**EXERCISE REQUIREMENTS**
The records should be written out in full, with nothing altered.

━━━ GIVEN DATA ━━━

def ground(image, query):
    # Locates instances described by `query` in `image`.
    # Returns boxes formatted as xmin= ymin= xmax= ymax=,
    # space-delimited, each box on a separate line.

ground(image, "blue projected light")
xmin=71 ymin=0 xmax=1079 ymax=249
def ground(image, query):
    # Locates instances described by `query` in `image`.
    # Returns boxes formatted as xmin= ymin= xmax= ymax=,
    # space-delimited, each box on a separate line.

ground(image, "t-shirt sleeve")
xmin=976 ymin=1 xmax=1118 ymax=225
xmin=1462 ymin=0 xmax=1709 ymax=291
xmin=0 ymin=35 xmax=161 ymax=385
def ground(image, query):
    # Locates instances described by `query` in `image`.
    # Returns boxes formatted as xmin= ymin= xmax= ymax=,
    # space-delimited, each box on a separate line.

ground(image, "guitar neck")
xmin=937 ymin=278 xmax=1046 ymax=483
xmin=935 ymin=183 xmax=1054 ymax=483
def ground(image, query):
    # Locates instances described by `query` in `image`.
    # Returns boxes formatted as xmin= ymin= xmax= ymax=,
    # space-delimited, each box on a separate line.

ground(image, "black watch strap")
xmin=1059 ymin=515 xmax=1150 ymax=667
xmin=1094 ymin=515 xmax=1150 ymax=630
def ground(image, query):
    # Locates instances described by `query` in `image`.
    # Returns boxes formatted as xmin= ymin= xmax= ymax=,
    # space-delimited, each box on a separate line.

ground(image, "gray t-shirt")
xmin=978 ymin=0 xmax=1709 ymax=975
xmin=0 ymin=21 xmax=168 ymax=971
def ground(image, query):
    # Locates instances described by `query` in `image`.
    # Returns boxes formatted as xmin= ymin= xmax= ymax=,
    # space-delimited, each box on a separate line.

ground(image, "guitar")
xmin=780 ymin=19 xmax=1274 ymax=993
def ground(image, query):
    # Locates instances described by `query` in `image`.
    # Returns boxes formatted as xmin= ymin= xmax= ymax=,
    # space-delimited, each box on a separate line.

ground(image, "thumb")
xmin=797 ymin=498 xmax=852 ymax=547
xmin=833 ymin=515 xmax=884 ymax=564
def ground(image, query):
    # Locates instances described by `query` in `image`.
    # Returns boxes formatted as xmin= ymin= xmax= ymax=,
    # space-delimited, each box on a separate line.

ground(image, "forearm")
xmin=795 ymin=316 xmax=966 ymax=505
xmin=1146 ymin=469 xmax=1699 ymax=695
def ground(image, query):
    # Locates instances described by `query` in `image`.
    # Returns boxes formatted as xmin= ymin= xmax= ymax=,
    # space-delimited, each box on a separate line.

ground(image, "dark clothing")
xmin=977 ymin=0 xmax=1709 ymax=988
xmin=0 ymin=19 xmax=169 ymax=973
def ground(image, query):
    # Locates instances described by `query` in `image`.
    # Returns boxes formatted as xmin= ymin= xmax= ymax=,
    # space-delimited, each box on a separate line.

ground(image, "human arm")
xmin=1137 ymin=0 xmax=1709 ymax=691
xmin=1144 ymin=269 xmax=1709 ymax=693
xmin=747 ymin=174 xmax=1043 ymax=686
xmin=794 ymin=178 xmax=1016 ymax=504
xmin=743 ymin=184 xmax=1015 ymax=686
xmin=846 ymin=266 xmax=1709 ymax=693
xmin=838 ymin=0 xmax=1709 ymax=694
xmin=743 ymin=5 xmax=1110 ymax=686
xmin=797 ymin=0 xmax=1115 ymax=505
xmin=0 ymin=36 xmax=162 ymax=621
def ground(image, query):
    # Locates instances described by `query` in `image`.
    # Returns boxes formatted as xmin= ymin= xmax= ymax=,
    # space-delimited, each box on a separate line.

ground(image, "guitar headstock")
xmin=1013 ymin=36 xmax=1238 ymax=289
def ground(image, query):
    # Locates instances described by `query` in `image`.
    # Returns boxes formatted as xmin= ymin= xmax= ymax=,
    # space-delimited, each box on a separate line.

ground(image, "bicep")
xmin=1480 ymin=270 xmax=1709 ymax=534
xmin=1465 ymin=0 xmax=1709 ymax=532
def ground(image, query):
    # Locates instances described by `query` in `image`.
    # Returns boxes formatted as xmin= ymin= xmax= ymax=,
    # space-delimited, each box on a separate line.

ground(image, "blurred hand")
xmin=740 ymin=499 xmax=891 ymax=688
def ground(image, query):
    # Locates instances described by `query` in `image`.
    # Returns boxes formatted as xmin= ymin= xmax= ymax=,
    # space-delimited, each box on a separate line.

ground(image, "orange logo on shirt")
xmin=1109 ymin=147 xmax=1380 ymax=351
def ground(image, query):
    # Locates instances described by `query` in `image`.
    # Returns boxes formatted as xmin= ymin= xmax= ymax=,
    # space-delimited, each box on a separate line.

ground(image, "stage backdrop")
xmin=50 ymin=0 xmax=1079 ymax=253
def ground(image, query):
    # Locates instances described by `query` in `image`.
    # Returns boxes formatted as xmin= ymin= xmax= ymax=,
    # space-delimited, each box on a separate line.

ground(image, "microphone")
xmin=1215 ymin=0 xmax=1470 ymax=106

━━━

**EXPECTED OUTPUT**
def ground(image, query):
    # Locates instances described by `query` in `image`.
    # Returns boxes formatted as xmin= ymin= xmax= ymax=,
    # space-delimited, each box on a separate line.

ground(image, "blue projected light")
xmin=71 ymin=0 xmax=1079 ymax=249
def ground(image, query):
    # Locates instances described by `query` in `image`.
    # Returns boxes formatted as xmin= ymin= xmax= ymax=,
    # space-delimited, each box on a separate line.

ground(image, "t-shirt sleeve")
xmin=976 ymin=1 xmax=1118 ymax=225
xmin=1462 ymin=0 xmax=1709 ymax=291
xmin=0 ymin=35 xmax=161 ymax=385
def ground(image, query):
    # Locates instances described by `query` in `image`.
    # Returns boxes formatted as xmin= ymin= xmax= ymax=,
    # space-delimited, each box on a separate line.

ground(image, "guitar neck")
xmin=937 ymin=278 xmax=1046 ymax=483
xmin=935 ymin=183 xmax=1054 ymax=483
def ground(image, query):
    # Locates instances described by `query` in `image`.
    # Returns boxes formatted as xmin= ymin= xmax= ymax=,
    # space-delimited, each box on a separate line.

ground(image, "black watch strap")
xmin=1059 ymin=515 xmax=1150 ymax=667
xmin=1094 ymin=515 xmax=1150 ymax=630
def ground(image, query):
    # Locates instances described by `query` in `image`.
    # Returns boxes formatted as xmin= ymin= xmax= ymax=,
    # space-delimited, each box on a separate line.

ground(image, "gray t-shirt")
xmin=978 ymin=0 xmax=1709 ymax=975
xmin=0 ymin=21 xmax=168 ymax=971
def ground(image, query):
    # Locates instances described by `query` in `image`.
    # Returns boxes formatted as xmin= ymin= xmax= ymax=,
    # space-delimited, each box on a separate line.

ground(image, "guitar")
xmin=780 ymin=19 xmax=1274 ymax=993
def ground(image, query):
    # Locates instances described by `query` in `image`.
    # Returns boxes formatted as xmin= ymin= xmax= ymax=,
    # space-delimited, each box on a separate line.

ground(image, "thumb")
xmin=797 ymin=498 xmax=852 ymax=547
xmin=833 ymin=515 xmax=884 ymax=564
def ground(image, query):
    # Locates instances described by `query` in `image`.
    # Returns boxes formatted as xmin= ymin= xmax= ymax=,
    # space-delimited, each box on a separate line.

ground(image, "forearm")
xmin=795 ymin=316 xmax=966 ymax=505
xmin=1146 ymin=469 xmax=1699 ymax=695
def ground(image, query):
    # Locates instances described by `query` in `image`.
    # Returns boxes formatted as xmin= ymin= xmax= ymax=,
    # space-delimited, each box on a separate line.

ground(image, "dark clothing")
xmin=977 ymin=0 xmax=1709 ymax=988
xmin=0 ymin=19 xmax=169 ymax=973
def ground(image, query):
    # Locates instances described by `query` in `image`.
    # Returns boxes formatted as xmin= ymin= xmax= ymax=,
    # space-delimited, each box on a separate line.

ground(image, "human arm")
xmin=1137 ymin=0 xmax=1709 ymax=691
xmin=1144 ymin=269 xmax=1709 ymax=693
xmin=747 ymin=174 xmax=1043 ymax=686
xmin=794 ymin=178 xmax=1016 ymax=504
xmin=743 ymin=184 xmax=1015 ymax=686
xmin=846 ymin=266 xmax=1709 ymax=693
xmin=838 ymin=0 xmax=1709 ymax=694
xmin=743 ymin=5 xmax=1110 ymax=686
xmin=797 ymin=0 xmax=1115 ymax=505
xmin=0 ymin=36 xmax=162 ymax=621
def ground(image, query):
    # Locates instances described by `query` in `image`.
    # Returns boxes formatted as xmin= ymin= xmax= ymax=,
    # space-delimited, each box on a separate line.

ground(image, "guitar headstock")
xmin=1013 ymin=36 xmax=1238 ymax=289
def ground(image, query):
    # Locates instances described by `query` in `image`.
    # Returns boxes formatted as xmin= ymin= xmax= ymax=,
    # space-delimited, each box on a separate line.

ground(image, "bicep")
xmin=1480 ymin=270 xmax=1709 ymax=534
xmin=1465 ymin=0 xmax=1709 ymax=532
def ground(image, query):
    # Locates instances described by `query` in `image`.
    # Returns boxes formatted as xmin= ymin= xmax= ymax=,
    # space-delimited, each box on a separate line.

ground(image, "blurred hand")
xmin=740 ymin=499 xmax=891 ymax=688
def ground(image, query):
    # Locates instances described by `query` in `image`.
    # Returns boxes formatted as xmin= ymin= xmax= ymax=,
    # space-delimited, each box on a separate line.

ground(image, "orange logo on shirt")
xmin=1109 ymin=147 xmax=1380 ymax=351
def ground(image, query):
    # Locates instances described by `query` in `image`.
    # Returns boxes formatted as xmin= ymin= xmax= ymax=,
    # space-delimited, each box on a separate line.

ground(image, "stage backdrop")
xmin=50 ymin=0 xmax=1079 ymax=253
def ground(image, query):
    # Locates instances described by `query` in `image`.
    # Returns boxes formatted as xmin= ymin= xmax= ymax=,
    # space-delimited, each box on a separate line.

ground(image, "microphone")
xmin=1215 ymin=0 xmax=1470 ymax=106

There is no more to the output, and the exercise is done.